[EXERCISE INSTRUCTIONS]:
a. Decide whether each statement agrees with the text on the MDS 3.0: (i) The MDS 2.0 ran nine pages. (ii) The MDS 3.0 is longer only because it has more content. (iii) Well-designed systems that meet CMS requirements still have to print to paper. For each, answer yes or no and quote the deciding words of the text.
b. According to the text on the MDS 3.0, which standards governed its reformatting?
c. Carry on the text on the MDS 3.0, starting after its last sentence.

[STUDY TEXT]:
Few industries demand more paper than healthcare, and especially in the nursing home sector, which stands to be a big winner in the move to electronic records. MDS 1.0 was five pages, MDS 2.0 was nine pages, and now the MDS 3.0 is nearly 38 pages. And they have to be completed on every resident, often several times.

The greater length of the MDS 3.0 is not due entirely to content; the Centers for Medicare & Medicaid Services (CMS) was required to comply with a requirement of the Americans with Disabilities Act to make all government material accessible by blind users; the reformatting was according to 508 standards that allow the document to be read on a computer by a text-to-voice interface.

It is common practice in nursing homes to manually complete the MDS at the resident's bedside (essential with the MDS 3.0 to accurately capture the resident interaction), and then transcribe it to the computer program for analysis and transmission-using twice the amount of paper and staff time. Current technology now makes it possible to capture the data on laptops or tablet devices anywhere. Adequately designed systems that comply with CMS's electronic signature and record requirements never need to print to paper. And the complex instructions can be available to the staff at the bedside.

[MATERIAL SHOWN]:

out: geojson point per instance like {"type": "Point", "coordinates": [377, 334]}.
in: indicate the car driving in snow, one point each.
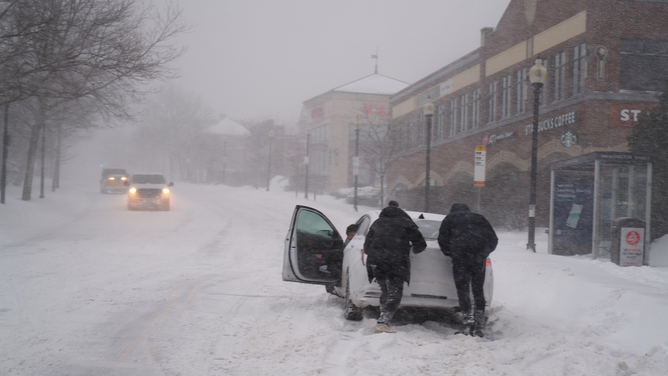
{"type": "Point", "coordinates": [113, 180]}
{"type": "Point", "coordinates": [148, 190]}
{"type": "Point", "coordinates": [315, 253]}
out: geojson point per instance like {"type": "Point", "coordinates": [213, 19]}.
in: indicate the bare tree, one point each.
{"type": "Point", "coordinates": [103, 50]}
{"type": "Point", "coordinates": [376, 144]}
{"type": "Point", "coordinates": [171, 131]}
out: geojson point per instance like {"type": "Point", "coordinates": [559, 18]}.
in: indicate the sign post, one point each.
{"type": "Point", "coordinates": [479, 169]}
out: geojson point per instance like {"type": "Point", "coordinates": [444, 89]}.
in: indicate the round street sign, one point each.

[RESPONSES TO THE TASKS]:
a.
(i) Yes: "MDS 2.0 was nine pages"
(ii) No: "The greater length of the MDS 3.0 is not due entirely to content"
(iii) No: "Adequately designed systems that comply with CMS's electronic signature and record requirements never need to print to paper"

b. The 508 standards, which let a text-to-voice interface read the document on a computer.

c.
Administrators are advised to work with their software vendor to identify the best devices and interfaces to go paperless. All vendors are aware of the need to move in that direction, but many have to modify their systems to meet the security and usability requirements.

Some vendor systems provide a browser-based access that uses Internet Explorer or other Internet browser to access their systems. Some require software to be loaded to the client (nursing home computer) system to facilitate communications and security. Don't buy devices without conferring with your vendor.

This would be a good time to review your assessment processes. Develop and implement a plan to ensure smooth transition, eliminate redundant processes, improve quality control and maintain security. Have a plan to harvest the benefits of the investment.

Review the privacy and security issues raised in our May 2011 Tech Notes article (“Mobile Devices Contribute to PHI Breaches,” page 20), and plan to make the move to paperless. The infrastructure costs and device costs will be small compared to the savings in staff time-and the trees left standing.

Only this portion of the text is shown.